May 2010 will see the launch of a five-year project on the relationship between Art Nouveau & Ecology, organised by the Réseau Art Nouveau Network. The 22 institutions in Europe and farther afield that form the Network share a common interest in the world's Art Nouveau legacy. The new topic will be approached through a travelling, hands-on exhibition titled "Art Nouveau & Nature" in addition to an international colloquium to celebrate the Network's tenth anniversary in Brussels on 4-5 December 2010. The project will examine how Art Nouveau is perceived and will embrace a variety of materials and activities for a wide-ranging audience that includes the general public, professionals in the field, the university community, and children. Planned are two "historical labs" - or symposia - each year, as well as publications, educational materials, a website, online activities and newsletters. The network will also reach out to persons who are visually impaired and is currently studying the viability of a special exhibition for them.

TASKS
**A)** In the Art Nouveau project announcement, what purpose does the text give for the international colloquium in Brussels on 4-5 December 2010?
**B)** Show each line of the records that contains the string "wall".

LISTED RECORDS

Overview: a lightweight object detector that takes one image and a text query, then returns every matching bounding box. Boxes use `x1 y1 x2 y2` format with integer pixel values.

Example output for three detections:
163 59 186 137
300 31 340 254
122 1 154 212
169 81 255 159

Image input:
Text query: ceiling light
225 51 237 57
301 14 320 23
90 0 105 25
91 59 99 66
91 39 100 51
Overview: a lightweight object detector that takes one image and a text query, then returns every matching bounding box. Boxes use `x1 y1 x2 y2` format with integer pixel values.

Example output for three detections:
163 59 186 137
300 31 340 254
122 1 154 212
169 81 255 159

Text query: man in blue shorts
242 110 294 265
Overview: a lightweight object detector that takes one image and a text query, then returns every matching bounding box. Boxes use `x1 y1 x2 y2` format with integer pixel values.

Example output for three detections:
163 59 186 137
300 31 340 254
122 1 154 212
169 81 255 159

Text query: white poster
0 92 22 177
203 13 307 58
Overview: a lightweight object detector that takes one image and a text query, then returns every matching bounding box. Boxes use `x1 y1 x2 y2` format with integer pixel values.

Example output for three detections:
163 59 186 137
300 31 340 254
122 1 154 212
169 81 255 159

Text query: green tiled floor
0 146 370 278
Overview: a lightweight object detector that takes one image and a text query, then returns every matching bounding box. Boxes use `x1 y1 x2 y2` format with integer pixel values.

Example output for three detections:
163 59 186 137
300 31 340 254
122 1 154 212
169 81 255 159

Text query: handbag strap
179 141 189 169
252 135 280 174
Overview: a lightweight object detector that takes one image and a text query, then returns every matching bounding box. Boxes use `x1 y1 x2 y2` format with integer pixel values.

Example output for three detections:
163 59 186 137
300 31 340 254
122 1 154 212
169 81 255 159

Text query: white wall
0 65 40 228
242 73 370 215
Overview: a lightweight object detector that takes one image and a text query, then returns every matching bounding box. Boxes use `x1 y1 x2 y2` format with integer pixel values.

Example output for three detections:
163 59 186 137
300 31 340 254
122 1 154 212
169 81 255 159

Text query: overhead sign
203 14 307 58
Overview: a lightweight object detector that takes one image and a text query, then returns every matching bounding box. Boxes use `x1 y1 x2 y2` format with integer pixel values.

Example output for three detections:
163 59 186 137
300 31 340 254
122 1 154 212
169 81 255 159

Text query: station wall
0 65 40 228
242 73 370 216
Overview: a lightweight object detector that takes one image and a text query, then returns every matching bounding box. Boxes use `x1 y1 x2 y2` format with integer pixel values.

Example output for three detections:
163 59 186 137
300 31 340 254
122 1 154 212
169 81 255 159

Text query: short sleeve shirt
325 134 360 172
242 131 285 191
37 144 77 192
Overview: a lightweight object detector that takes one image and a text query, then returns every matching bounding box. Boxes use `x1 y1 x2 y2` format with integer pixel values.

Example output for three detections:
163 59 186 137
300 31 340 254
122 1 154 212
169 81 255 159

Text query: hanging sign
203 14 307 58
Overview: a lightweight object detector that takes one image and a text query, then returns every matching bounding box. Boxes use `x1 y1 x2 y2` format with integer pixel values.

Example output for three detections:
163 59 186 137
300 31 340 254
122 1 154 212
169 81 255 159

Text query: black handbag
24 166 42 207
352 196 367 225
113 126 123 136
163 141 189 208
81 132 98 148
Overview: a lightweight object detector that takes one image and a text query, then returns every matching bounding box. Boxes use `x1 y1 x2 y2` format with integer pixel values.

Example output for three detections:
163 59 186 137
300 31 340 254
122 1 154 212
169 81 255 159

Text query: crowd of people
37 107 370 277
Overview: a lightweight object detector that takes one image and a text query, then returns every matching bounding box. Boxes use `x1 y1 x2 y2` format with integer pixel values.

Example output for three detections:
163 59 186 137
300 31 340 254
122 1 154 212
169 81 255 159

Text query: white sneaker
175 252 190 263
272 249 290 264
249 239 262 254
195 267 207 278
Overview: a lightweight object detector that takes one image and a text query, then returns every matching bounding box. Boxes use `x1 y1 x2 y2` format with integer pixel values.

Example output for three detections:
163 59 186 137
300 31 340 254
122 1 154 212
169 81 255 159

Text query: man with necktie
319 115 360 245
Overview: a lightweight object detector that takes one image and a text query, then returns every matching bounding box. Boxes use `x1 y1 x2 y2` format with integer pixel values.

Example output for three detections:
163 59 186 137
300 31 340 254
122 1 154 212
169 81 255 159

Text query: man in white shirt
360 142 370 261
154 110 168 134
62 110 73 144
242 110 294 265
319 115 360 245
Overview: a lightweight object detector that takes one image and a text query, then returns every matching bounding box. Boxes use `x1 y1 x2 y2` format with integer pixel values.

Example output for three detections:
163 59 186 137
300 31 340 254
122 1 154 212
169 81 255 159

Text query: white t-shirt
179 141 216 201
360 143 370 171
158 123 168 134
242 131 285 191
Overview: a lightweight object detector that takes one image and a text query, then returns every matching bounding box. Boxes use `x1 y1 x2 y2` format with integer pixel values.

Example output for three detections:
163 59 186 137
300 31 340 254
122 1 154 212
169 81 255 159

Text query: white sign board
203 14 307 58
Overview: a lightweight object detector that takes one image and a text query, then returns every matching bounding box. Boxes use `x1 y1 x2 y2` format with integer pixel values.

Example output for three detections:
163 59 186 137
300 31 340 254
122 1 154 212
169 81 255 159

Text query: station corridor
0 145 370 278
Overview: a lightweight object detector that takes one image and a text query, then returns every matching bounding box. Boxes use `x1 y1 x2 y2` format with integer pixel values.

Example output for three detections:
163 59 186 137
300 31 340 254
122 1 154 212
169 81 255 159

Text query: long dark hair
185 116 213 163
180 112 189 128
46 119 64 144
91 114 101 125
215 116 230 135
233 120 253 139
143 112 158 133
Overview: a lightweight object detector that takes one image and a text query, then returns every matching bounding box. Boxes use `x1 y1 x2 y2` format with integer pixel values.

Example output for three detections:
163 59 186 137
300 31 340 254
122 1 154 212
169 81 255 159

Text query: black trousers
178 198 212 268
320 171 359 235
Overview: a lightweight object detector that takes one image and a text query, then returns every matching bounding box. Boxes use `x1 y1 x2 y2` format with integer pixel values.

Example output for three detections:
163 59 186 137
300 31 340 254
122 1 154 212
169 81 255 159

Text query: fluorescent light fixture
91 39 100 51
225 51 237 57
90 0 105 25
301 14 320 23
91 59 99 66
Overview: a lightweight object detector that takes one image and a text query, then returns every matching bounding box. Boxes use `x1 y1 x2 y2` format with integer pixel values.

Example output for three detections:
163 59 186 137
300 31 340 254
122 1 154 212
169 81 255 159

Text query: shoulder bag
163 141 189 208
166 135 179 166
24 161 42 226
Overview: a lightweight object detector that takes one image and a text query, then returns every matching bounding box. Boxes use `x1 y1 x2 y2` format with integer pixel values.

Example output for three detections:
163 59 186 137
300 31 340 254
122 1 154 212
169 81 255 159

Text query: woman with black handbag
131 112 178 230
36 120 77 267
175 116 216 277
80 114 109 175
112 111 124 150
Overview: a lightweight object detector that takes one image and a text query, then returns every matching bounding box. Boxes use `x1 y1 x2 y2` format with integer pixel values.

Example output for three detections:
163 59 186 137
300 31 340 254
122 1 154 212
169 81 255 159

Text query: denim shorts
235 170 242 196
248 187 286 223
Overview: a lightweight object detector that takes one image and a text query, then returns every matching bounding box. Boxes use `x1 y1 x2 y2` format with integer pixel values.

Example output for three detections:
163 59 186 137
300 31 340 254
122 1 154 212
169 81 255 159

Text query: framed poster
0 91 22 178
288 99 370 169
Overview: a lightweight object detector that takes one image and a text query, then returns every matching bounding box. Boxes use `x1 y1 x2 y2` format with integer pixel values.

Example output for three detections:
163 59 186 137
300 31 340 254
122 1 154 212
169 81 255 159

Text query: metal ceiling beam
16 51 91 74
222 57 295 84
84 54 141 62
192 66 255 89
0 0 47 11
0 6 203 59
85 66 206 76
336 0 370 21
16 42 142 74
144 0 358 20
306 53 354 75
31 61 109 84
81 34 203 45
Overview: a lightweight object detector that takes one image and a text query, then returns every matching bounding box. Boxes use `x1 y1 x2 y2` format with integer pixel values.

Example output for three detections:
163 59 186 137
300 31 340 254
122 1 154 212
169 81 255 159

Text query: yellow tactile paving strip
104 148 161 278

SOLUTIONS
**A)** The colloquium will be held to celebrate the tenth anniversary of the Réseau Art Nouveau Network.

**B)**
Text query: white wall
Text query: station wall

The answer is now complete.